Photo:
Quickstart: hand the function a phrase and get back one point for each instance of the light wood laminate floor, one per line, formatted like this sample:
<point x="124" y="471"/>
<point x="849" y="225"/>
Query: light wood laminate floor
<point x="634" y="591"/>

+ + + + + + +

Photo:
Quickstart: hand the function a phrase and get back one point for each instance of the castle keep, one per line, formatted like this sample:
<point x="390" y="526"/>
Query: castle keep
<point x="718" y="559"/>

+ + + + + + +

Pull out every line above that contains the string "instance", matching case exactly.

Quickstart: hand the function a phrase and get back one point for each instance of the light wood laminate floor, one per line, formatted like this sample:
Quickstart: hand the function a phrase and get back one point for each instance of the castle keep, one per line, formatted like this sample:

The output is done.